DATA SHOWN:

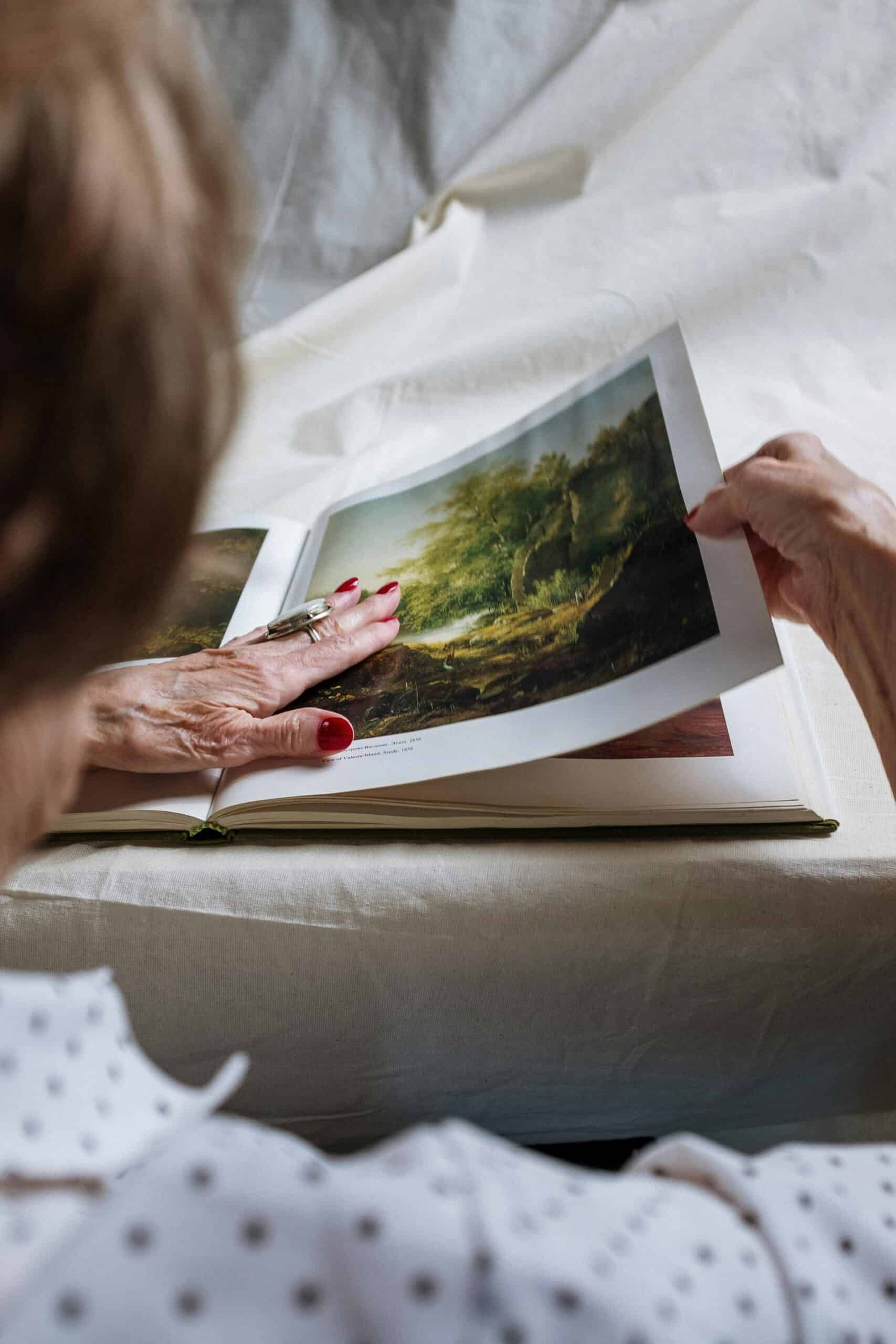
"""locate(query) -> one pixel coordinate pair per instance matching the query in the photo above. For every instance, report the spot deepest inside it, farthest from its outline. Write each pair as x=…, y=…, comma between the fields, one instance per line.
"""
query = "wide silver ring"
x=300, y=618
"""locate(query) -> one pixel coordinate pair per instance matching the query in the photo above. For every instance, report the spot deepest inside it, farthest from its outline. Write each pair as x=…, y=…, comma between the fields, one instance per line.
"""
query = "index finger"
x=342, y=598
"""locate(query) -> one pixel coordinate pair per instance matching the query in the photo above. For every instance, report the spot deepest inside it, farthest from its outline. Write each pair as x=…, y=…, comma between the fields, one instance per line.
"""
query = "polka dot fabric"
x=219, y=1230
x=828, y=1215
x=77, y=1096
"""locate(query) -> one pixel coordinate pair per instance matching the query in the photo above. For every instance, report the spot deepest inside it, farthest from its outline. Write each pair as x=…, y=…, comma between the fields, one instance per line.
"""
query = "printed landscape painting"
x=202, y=604
x=549, y=566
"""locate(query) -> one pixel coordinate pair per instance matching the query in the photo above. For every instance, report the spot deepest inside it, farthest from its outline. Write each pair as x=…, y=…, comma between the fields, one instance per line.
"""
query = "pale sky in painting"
x=370, y=538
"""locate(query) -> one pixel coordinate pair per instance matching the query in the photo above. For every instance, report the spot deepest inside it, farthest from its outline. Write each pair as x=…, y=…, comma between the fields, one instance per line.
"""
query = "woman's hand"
x=824, y=541
x=815, y=527
x=219, y=707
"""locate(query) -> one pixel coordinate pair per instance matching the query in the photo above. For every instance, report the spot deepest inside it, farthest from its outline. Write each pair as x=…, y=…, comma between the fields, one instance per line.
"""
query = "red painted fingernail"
x=335, y=734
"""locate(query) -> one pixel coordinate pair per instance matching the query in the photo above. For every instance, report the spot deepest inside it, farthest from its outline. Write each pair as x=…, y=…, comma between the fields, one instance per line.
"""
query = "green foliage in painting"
x=515, y=536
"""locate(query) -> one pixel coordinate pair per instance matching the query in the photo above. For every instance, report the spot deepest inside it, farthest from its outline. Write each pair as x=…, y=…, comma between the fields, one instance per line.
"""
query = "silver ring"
x=300, y=618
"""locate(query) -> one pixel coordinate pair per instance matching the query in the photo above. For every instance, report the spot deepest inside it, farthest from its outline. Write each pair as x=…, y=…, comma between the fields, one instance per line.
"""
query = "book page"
x=551, y=594
x=743, y=761
x=234, y=579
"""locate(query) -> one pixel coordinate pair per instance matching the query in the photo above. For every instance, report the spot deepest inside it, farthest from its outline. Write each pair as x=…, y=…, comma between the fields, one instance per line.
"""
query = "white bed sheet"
x=729, y=163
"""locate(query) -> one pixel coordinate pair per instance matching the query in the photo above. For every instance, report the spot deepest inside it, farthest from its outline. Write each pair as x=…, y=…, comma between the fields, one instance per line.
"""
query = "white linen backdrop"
x=727, y=163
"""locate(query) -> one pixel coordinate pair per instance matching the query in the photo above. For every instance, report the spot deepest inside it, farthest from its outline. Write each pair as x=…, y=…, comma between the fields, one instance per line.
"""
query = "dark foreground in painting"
x=201, y=608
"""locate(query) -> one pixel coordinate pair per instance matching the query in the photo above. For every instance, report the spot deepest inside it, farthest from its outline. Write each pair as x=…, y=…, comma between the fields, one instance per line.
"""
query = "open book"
x=570, y=654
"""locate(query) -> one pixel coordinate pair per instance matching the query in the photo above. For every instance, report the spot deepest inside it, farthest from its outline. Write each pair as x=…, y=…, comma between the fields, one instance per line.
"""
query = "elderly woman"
x=125, y=1211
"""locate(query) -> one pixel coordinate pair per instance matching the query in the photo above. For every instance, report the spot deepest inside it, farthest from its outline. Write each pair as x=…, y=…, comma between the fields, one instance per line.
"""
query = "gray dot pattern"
x=218, y=1230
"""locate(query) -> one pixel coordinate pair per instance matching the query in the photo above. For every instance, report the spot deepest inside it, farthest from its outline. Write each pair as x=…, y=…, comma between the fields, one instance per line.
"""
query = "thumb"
x=301, y=734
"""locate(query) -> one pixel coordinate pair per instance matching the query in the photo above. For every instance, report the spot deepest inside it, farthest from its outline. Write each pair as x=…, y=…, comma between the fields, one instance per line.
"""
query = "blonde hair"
x=120, y=217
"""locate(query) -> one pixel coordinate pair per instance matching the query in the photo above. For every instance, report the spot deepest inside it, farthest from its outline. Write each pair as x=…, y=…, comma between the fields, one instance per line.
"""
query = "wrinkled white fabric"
x=731, y=163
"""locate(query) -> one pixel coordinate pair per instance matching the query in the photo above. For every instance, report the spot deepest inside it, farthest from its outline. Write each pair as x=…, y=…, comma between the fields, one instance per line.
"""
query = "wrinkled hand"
x=219, y=707
x=817, y=531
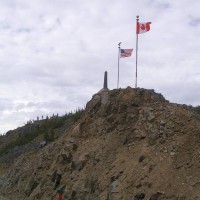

PROBLEM: Apart from the images, reproduce the listing exactly as it appears.

SOLUTION TO THE PROBLEM:
"""locate(query) -> one pixel coordinate pair per instance matching the query in the photo above. For every instance, report the spot deepest inside it, farthest from its outline. Write each pair as x=…, y=…, comma between the fields, one instance per line.
"""
query = "wide silver ring"
x=300, y=618
"""locate(query) -> one pixel coordinate pair per instance matching the query in the photo above. For every instance, report the spot deepest inside it, farthest from its outline. Write each pair as x=…, y=…, comma between the fields, one instance per line.
"""
query = "index finger"
x=342, y=598
"""locate(query) -> one pixel coordinate pair per instance matching the query in the photo above. For every instance, report the spot deepest inside it, farthest from its outline. Write each pair as x=…, y=…, comma between the fields, one instance per line.
"""
query = "polka dot fabric"
x=219, y=1230
x=828, y=1215
x=77, y=1096
"""locate(query) -> one pixel coordinate pair per instance matching the query in the photo above. For every instance, report the spot deepest inside it, farthest from its outline. Write each pair as x=…, y=…, comma between the fields, one instance per line.
"""
query = "printed landscape painting"
x=202, y=604
x=549, y=566
"""locate(query) -> one pixel coordinate pair per instance matching the query in the photo above. For every instance, report the spot deepest inside it, farthest from its outline. Write each pair as x=…, y=…, comma between the fields, one instance per line.
"""
query = "pale sky in painting"
x=370, y=538
"""locate(query) -> one pixel coordinate pair per instance matching the query in the photo above. For every instance, report the spot deepest inside it, farthest from its outline. Write each pair as x=…, y=…, comma between the fields, one instance per line.
"""
query = "woman's hand"
x=824, y=541
x=815, y=527
x=219, y=707
"""locate(query) -> one pixel coordinate pair per instance matching the query in the photo above. For every instance, report the spot deepest inside it, farthest from its outline. Write each pair as x=…, y=…, comma between the fields, one instance per line.
"""
query = "red painted fingernail"
x=335, y=734
"""locate(query) -> one pixel coordinate pair per instance matching the query in the photo above. For every instance, report the spot deepest inside it, farthest from its outline. Write each pair as x=…, y=…, comma between the fields, one instance per line.
"""
query = "green foliage in painting"
x=515, y=536
"""locate(query) -> one pixel coordinate pair per instance matching the query in the photo above. For every instance, report the spot deepest inside it, farthest from its outline. Write each pair as x=…, y=…, comma between the fields, one instance per line.
"""
query = "silver ring"
x=300, y=618
"""locate(query) -> one pixel coordinate pair per instance matching the query in the photo above. For every instance, report the spot deepest inside it, farthest from its outline. Write each pair as x=…, y=…, comma between the fields, one instance per line.
"""
query = "book page"
x=551, y=594
x=743, y=761
x=234, y=579
"""locate(query) -> one pixel coordinate pair per instance matching the query in the photo above. For every instance, report the spot deepest inside it, farthest from its outline. Write each pair as x=…, y=…, comma between the fields, one instance per line.
"""
query = "white bed sheet"
x=729, y=163
"""locate(query) -> one pixel coordinate pair per instance matching the query in the photo above. For every instance, report the spot deepest inside it, farthest from its outline. Write each pair as x=…, y=…, comma between the fields, one instance per line.
"""
query = "white linen backdrop"
x=727, y=163
"""locate(query) -> one pixel coordinate pair per instance matching the query in the photo above. For every instance, report the spot deepest inside it, farthest from its outline. Write each pair as x=…, y=…, comma between the fields, one instance per line.
"""
query = "dark foreground in painting"
x=201, y=608
"""locate(query) -> one pixel coordinate pair per instance matching the query in the photo above. For every instance, report the spot deepest inside it, farthest from its outline. Write each pair as x=…, y=…, comma between the fields, one instance per line.
"""
query = "open book"
x=570, y=654
"""locate(query) -> one pixel coordinate pair per instance matching the query in the photo above. For every instance, report the spot deepest inside it, farthest from its outline. Write each pair as x=…, y=…, comma between the fields, one instance per line.
"""
query = "elderly woman"
x=125, y=1211
"""locate(query) -> one pixel coordinate pair per instance matching the query in the photo above. For every instance, report the spot deepest inside it, farthest from its outline. Write each pair as x=…, y=…, comma between the fields, one instance per line.
"""
query = "gray dot pattern"
x=218, y=1230
"""locate(query) -> one pixel coordinate pair per instance matching the query in the photo above. For every instance, report the spot deepest inside it, farthest from its outline. Write each pair as x=…, y=…, comma between the fields, one instance per line.
"""
query = "thumb"
x=301, y=734
"""locate(query) -> one pixel coordinate pair per instance matching the query in the photo above. For every instance, report the spot deepest inside it, farthest from its outline. Write each pair as x=…, y=…, comma between the fields, one instance per line.
"""
query = "blonde hair"
x=120, y=217
"""locate(query) -> one pixel coordinate pair per instance matching the query in the photo above. For every instance, report the spot deepest inside it, farthest from its outline. Write each pair as x=…, y=…, comma between the fields, one instance per line.
"""
query = "wrinkled white fabric"
x=731, y=163
"""locate(query) -> one pixel coordinate pair per instance matching the query in the photo above. For every instance, report the spot deepest inside it, farthest from its outline. Write each pair as x=…, y=…, comma between the fields, one instance per line.
"""
query = "wrinkled hand"
x=219, y=707
x=817, y=531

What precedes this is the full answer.